Brief ▸
Return each line of the material below that contains the string "ymin". Matching is case-sensitive.

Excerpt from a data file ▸
※ ※ ※
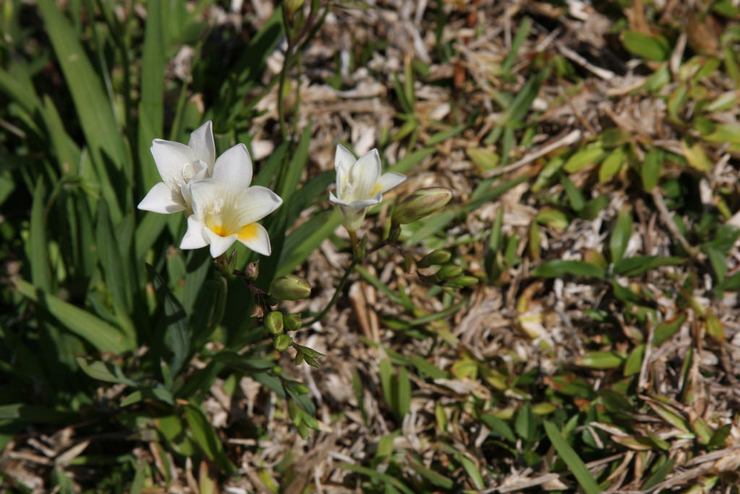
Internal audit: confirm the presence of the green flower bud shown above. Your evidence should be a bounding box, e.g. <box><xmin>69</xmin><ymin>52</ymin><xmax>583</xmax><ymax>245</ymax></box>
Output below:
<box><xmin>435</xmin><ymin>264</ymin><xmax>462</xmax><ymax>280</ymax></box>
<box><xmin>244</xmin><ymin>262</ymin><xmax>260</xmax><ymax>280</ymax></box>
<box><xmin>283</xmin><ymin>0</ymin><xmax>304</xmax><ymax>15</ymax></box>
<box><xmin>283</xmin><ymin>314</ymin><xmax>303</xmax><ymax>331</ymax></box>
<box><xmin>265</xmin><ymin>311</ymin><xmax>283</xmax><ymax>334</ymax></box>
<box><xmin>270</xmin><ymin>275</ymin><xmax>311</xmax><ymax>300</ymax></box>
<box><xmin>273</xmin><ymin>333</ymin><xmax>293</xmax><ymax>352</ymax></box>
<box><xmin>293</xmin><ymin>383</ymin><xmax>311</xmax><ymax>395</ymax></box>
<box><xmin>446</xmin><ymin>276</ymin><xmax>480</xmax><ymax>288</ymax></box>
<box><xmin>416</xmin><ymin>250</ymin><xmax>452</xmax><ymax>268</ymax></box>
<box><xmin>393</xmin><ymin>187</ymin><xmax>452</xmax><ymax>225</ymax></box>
※ ※ ※
The answer ▸
Internal audit: confirm the presence of the green flower bud shown above. Your evidence should be a bounding box, e.g. <box><xmin>69</xmin><ymin>52</ymin><xmax>583</xmax><ymax>245</ymax></box>
<box><xmin>435</xmin><ymin>264</ymin><xmax>462</xmax><ymax>280</ymax></box>
<box><xmin>244</xmin><ymin>262</ymin><xmax>260</xmax><ymax>280</ymax></box>
<box><xmin>283</xmin><ymin>0</ymin><xmax>304</xmax><ymax>15</ymax></box>
<box><xmin>283</xmin><ymin>314</ymin><xmax>303</xmax><ymax>331</ymax></box>
<box><xmin>265</xmin><ymin>311</ymin><xmax>283</xmax><ymax>334</ymax></box>
<box><xmin>270</xmin><ymin>275</ymin><xmax>311</xmax><ymax>300</ymax></box>
<box><xmin>273</xmin><ymin>333</ymin><xmax>293</xmax><ymax>352</ymax></box>
<box><xmin>293</xmin><ymin>383</ymin><xmax>311</xmax><ymax>395</ymax></box>
<box><xmin>446</xmin><ymin>276</ymin><xmax>480</xmax><ymax>288</ymax></box>
<box><xmin>416</xmin><ymin>250</ymin><xmax>452</xmax><ymax>268</ymax></box>
<box><xmin>393</xmin><ymin>187</ymin><xmax>452</xmax><ymax>225</ymax></box>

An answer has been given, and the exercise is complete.